Without changing a single character, copy every record below.

> [PROVIDED DATA]
◇ ◇ ◇
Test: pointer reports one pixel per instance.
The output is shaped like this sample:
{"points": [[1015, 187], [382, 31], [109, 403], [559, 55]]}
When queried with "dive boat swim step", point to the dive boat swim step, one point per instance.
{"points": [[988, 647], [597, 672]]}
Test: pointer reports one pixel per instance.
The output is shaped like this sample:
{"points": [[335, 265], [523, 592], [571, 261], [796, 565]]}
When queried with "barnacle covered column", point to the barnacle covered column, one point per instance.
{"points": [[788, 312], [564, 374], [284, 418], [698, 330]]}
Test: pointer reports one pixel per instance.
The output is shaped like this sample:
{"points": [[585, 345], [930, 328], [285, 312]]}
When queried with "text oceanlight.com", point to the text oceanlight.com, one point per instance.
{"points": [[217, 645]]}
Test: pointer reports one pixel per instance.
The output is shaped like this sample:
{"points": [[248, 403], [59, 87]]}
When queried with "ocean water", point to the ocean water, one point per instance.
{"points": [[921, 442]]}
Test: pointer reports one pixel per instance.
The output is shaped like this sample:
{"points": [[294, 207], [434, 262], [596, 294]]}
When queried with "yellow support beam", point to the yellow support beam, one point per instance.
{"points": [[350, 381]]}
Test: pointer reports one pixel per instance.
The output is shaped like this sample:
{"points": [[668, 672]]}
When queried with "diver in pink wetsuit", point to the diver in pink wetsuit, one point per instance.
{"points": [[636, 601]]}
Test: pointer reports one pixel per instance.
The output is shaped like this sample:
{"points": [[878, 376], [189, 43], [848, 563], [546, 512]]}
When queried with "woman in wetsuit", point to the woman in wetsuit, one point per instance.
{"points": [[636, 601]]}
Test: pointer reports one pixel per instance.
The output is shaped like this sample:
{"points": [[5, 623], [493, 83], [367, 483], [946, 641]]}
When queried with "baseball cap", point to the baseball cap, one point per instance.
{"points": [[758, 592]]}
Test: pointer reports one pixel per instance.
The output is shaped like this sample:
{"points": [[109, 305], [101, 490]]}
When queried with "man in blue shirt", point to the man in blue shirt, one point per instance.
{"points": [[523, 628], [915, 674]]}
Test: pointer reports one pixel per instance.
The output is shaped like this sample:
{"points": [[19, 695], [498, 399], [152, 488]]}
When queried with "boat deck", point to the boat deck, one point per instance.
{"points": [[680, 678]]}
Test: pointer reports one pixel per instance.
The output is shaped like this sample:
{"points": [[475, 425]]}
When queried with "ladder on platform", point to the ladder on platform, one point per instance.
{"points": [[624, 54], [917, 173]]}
◇ ◇ ◇
> [OUTPUT OF THE TASK]
Test: pointer reports one pixel per instance.
The output is shaped like this sample:
{"points": [[1015, 187], [382, 31], [109, 403], [559, 55]]}
When queried with "dive boat swim step", point to the dive boat swim step, one point per instance.
{"points": [[988, 647], [597, 672]]}
Test: pointer reports one pixel per instance.
The output is shaped like this sample:
{"points": [[335, 265], [523, 592], [571, 261], [796, 565]]}
When queried with "barnacle covered column", point to the barnacle covered column, one point per instance.
{"points": [[788, 312], [564, 374], [284, 418], [698, 330]]}
Test: pointer reports one pixel per instance.
The output is shaped like this sample:
{"points": [[585, 345], [930, 328], [285, 312]]}
When queried with "text oceanlight.com", point to the text oceanlight.com, one point per instance.
{"points": [[217, 645]]}
Test: pointer reports one pixel per instance.
The output is shaped like this sample:
{"points": [[248, 403], [59, 87]]}
When queried with "ocean water", point to the ocean water, one point per instance.
{"points": [[921, 442]]}
Test: pointer reports one pixel per instance.
The output is shaped like this sample:
{"points": [[294, 207], [434, 262], [596, 294]]}
When queried with "yellow support beam", point to the yellow support beam, one point per instance.
{"points": [[350, 381]]}
Test: pointer reports one pixel per instance.
The output is shaped like this sample:
{"points": [[668, 672]]}
When queried with "diver in pink wetsuit", point to the diver in pink wetsuit, one point per instance.
{"points": [[636, 601]]}
Test: pointer reports one pixel per instance.
The output is shaped like this sample:
{"points": [[878, 376], [189, 43], [848, 563], [546, 512]]}
When queried with "woman in wetsuit", point to the woman in wetsuit, one point per instance.
{"points": [[636, 601]]}
Test: pointer reports one pixel per instance.
The output is shaped like this sample:
{"points": [[5, 623], [493, 83], [367, 483], [946, 641]]}
When queried with "baseball cap", point to the baseball cap, one point per instance.
{"points": [[758, 592]]}
Test: pointer reports one pixel per instance.
The output is shaped like this sample:
{"points": [[109, 305], [101, 490]]}
When queried with "man in blue shirt", point to the man in blue shirt, one point per instance.
{"points": [[523, 628], [915, 674]]}
Test: pointer reports one pixel per instance.
The output is shaped like this sample:
{"points": [[19, 695], [498, 399], [152, 488]]}
When queried with "boat deck", point to the boat deck, one point per instance.
{"points": [[680, 678]]}
Test: pointer reports one pixel per instance.
The output is shaped like this sample:
{"points": [[475, 425]]}
When queried with "ladder on platform", point to the ladder on platform, one point per instance.
{"points": [[624, 54], [917, 173]]}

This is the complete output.